What the task asks: Go through the listing and transcribe each line exactly.

Stored data:

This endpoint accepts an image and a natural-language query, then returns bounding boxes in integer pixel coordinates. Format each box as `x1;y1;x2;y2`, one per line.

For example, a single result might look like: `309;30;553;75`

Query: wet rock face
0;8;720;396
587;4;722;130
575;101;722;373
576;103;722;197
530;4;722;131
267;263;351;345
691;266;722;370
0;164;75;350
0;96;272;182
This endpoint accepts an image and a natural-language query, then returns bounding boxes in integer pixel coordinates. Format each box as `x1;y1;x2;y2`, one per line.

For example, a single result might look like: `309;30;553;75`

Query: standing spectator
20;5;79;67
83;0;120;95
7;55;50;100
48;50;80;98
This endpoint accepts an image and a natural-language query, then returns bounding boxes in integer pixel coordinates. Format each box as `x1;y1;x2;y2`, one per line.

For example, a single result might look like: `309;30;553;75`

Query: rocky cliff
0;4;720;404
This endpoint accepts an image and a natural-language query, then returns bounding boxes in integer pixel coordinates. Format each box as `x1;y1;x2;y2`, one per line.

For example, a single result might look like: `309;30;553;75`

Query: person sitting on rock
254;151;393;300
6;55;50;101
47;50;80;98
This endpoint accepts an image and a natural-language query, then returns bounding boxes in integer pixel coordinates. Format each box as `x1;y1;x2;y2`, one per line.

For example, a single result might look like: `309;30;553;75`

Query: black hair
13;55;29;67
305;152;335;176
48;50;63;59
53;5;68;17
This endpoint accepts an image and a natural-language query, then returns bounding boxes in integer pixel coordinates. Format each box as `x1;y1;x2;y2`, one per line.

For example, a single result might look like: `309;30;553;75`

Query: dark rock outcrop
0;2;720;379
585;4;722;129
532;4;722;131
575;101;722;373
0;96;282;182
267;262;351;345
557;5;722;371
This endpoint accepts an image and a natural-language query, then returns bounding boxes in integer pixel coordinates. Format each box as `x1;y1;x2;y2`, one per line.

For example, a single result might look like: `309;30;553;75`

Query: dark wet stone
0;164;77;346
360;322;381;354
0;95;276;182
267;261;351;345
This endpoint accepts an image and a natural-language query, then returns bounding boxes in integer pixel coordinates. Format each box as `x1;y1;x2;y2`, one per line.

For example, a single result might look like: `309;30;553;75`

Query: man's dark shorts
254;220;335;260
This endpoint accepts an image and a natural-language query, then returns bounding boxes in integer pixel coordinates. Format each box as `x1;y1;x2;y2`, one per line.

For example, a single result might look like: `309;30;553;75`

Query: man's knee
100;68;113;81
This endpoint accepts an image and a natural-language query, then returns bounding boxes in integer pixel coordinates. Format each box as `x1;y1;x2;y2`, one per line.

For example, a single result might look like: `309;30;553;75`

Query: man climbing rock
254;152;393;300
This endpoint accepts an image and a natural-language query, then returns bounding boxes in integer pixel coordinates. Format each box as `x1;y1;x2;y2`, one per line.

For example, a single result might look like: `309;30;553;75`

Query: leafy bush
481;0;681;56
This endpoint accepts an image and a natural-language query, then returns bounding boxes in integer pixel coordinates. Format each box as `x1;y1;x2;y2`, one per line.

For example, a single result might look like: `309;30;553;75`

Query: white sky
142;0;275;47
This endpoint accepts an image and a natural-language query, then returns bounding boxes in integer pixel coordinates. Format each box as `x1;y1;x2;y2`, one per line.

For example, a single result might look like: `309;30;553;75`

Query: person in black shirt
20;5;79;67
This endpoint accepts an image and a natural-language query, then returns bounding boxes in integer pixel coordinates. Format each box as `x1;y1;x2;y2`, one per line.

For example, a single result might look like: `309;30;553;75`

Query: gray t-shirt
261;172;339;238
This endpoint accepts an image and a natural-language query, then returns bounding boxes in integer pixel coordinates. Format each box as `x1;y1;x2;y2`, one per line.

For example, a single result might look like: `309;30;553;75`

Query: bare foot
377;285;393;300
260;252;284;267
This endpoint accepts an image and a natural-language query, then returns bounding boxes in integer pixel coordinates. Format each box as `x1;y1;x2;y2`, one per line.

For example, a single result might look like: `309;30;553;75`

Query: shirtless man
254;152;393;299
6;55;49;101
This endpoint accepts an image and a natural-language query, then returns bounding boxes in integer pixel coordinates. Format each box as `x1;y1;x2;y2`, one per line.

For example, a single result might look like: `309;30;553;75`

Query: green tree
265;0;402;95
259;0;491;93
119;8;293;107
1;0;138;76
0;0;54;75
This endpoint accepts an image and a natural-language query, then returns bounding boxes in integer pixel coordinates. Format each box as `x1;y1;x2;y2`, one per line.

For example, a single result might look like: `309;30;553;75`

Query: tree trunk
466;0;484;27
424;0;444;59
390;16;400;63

Answer to this problem:
This endpoint accepts an image and a natural-language query, then returns bounding boxes in integer pixel coordinates. Format each box as `x1;y1;x2;y2`, one per line.

For example, a single result might look like: `309;30;553;75`

Query: wet rock face
0;8;720;396
587;4;722;130
575;101;722;373
576;103;722;197
530;4;722;131
267;263;351;345
691;266;722;370
0;164;75;350
0;96;272;182
This endpoint accepts an image and a natural-language query, then returns bounding boxes in integer pixel coordinates. Format each box as `x1;y1;x2;y2`, one per line.

For example, a single result might look like: `309;30;553;75`

Query: standing spectator
20;5;79;67
83;0;120;95
7;55;50;100
48;50;80;98
This endpoint accepts an image and a natural-language query, then returns bounding boxes in integer pixel coordinates. Format each box as `x1;y1;x2;y2`, one per line.

For example, a single result might look like: `309;30;553;75`

Query: rocky cliff
0;4;720;404
This endpoint accepts an image and a natural-language query, then returns bounding boxes in integer pixel coordinates. Format each box as `x1;y1;x2;y2`, one per line.

For example, a single result might look like: `309;30;553;75`

Query: person sitting on rock
254;151;393;300
6;55;50;101
47;50;80;98
This endpoint accepts an image and a natural-language query, then returns bounding boxes in integer pixel coordinates. Format each box as `x1;y1;x2;y2`, one per line.

For example, a single result might look like: `309;30;553;75`

Query: black hair
13;55;29;67
305;152;335;176
48;50;63;59
53;5;68;17
This endpoint accepts an image and a natural-language query, then returns bounding boxes in integer pixel coordinates. Format each box as `x1;y1;x2;y2`, one per line.

For example, a single result might look like: `309;30;553;75`

Query: dark rock outcrop
0;2;720;379
585;4;722;129
532;4;722;131
575;101;722;373
0;96;282;182
267;262;351;345
557;5;722;371
This endpoint accepts an image and a natural-language query, then returns bounding boxes in integer pixel coordinates. Format each box as `x1;y1;x2;y2`, one per line.

For example, a single result might look like: `309;30;553;75`

Query: dark wet stone
0;164;77;346
360;322;381;354
0;95;276;182
267;261;351;345
This endpoint accepts an image and a natural-language query, then returns bounding boxes in integer pixel coordinates. Format each box as `x1;y1;x2;y2`, one per line.

For example, a single result might look like: `309;30;553;75`

Query: man's dark shorts
254;220;335;260
This endpoint accepts an image and a natural-language query, then returns bounding boxes in integer pixel coordinates. Format each box as `x1;y1;x2;y2`, one per line.

For example, a single result might look like: `309;30;553;75`

Query: man's knee
100;68;113;81
This endpoint accepts an image and a natural-language query, then returns bounding boxes in integer pixel coordinates. Format each box as `x1;y1;x2;y2`, one per line.

For example, a single result might look like: `309;30;553;75`

Query: man climbing rock
254;152;393;300
This endpoint accepts an image and a natural-language query, then returns bounding boxes in integer pixel coordinates. Format each box as `x1;y1;x2;y2`, one per line.

For example, a single result might look like: `309;30;553;75`

Query: leafy bush
481;0;681;56
This endpoint accepts an image and a natural-language query, then returns bounding boxes in integer pixel coordinates. Format each box as `x1;y1;x2;y2`, one per line.

For example, a single result might look like: `309;30;553;75`

Query: white sky
142;0;275;47
This endpoint accepts an image and a natural-language query, then returns bounding boxes in integer pixel coordinates. Format each box as `x1;y1;x2;y2`, one per line.

For example, a single result might look like: `309;30;553;75`

Query: person in black shirt
20;5;79;67
This endpoint accepts an image and a natural-language query, then returns bounding boxes in integer pixel coordinates. Format each box as `x1;y1;x2;y2`, one per line.

For example, a single result might look like: `309;30;553;75`

Query: gray t-shirt
261;172;339;238
This endpoint accepts an image and a natural-language query, then returns bounding boxes in integer pixel coordinates. Format each box as `x1;y1;x2;y2`, one per line.

For example, a single result might look like: `309;30;553;75`

Query: bare foot
377;285;393;300
260;252;284;267
This endpoint accepts an image and a natural-language query, then returns bounding boxes in integer pixel coordinates. Format each box as `x1;y1;x2;y2`, one per line.

For example, a single result might look like: `309;30;553;75`

Query: shirtless man
254;152;393;299
6;55;49;101
This endpoint accepts an image and a natural-language query, then returns bounding boxes in integer pixel coordinates. Format each box as `x1;y1;x2;y2`, one per line.

For example, a single result might look like: `309;30;553;75`

Query: green tree
265;0;402;95
259;0;491;93
119;8;293;107
1;0;138;76
0;0;54;75
This endpoint accepts an image and a natural-language query, then returns bounding boxes in integer pixel coordinates. Format each box as `x1;y1;x2;y2`, one per line.

For example, a single result might look like: `309;30;553;75`

Query: tree trunk
466;0;484;27
424;0;444;59
390;16;400;63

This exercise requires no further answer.